**Work request**. Give back the entries exactly, ending with the "Trace the outline of every instance of the <item>brown" line.

[Items listed in a dataset]
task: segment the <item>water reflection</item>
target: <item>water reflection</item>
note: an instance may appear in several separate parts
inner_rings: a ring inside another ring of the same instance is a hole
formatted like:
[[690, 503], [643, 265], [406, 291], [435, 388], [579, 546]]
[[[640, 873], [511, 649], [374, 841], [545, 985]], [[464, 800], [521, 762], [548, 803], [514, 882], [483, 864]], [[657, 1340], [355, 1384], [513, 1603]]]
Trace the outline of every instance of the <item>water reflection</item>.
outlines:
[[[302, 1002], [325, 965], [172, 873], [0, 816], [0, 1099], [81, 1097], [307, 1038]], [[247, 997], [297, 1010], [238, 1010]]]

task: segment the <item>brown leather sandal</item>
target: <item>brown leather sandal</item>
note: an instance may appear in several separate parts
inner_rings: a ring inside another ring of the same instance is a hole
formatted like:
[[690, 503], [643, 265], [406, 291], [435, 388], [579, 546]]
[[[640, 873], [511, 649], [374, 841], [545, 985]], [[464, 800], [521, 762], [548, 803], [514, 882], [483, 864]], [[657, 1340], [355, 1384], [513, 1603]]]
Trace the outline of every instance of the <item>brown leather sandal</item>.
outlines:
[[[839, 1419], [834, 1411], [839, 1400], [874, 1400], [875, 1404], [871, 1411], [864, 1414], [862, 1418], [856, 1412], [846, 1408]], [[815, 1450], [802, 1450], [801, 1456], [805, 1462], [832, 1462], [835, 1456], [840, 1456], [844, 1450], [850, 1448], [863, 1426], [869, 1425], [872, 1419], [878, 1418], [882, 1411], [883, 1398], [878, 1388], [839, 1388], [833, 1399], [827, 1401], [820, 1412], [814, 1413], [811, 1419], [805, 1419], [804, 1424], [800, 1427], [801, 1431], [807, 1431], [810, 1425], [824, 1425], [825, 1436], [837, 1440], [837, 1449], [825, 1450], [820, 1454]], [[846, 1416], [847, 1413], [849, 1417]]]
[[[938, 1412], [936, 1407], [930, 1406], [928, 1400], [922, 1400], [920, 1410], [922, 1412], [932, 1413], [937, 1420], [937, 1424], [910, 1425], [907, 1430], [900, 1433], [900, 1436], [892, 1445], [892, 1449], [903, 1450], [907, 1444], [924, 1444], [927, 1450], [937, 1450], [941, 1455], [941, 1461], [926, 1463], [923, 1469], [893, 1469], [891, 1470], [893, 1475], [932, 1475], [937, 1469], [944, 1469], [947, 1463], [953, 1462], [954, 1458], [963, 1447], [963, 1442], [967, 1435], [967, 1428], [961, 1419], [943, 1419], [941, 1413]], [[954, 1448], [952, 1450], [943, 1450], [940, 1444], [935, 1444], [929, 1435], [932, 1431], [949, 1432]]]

**Expected answer**.
task: segment the <item>water reflection</item>
target: <item>water reflection</item>
note: an instance may appear in several separate parts
inner_rings: a ring inside another ring of the same instance is a hole
formatted like:
[[690, 503], [643, 265], [406, 291], [435, 388], [579, 546]]
[[[640, 873], [511, 649], [374, 841], [545, 985]], [[464, 800], [521, 762], [548, 803], [514, 882], [483, 864]], [[657, 1340], [355, 1384], [513, 1603]]]
Trace the outline of every instance of the <item>water reflection</item>.
outlines:
[[[302, 1002], [325, 965], [172, 873], [0, 816], [0, 1099], [81, 1097], [307, 1038]], [[247, 997], [297, 1010], [238, 1010]]]

task: segment the <item>brown leather sandal</item>
target: <item>brown leather sandal</item>
note: an instance may appear in several separate parts
inner_rings: a ring inside another ring of the same instance is a hole
formatted like:
[[690, 503], [643, 265], [406, 291], [435, 388], [579, 546]]
[[[640, 873], [511, 649], [374, 841], [545, 985]], [[464, 800], [521, 762], [548, 803], [514, 882], [483, 864]], [[657, 1340], [355, 1384], [513, 1603]]]
Trace the outline of every instance of the <item>brown leather sandal</item>.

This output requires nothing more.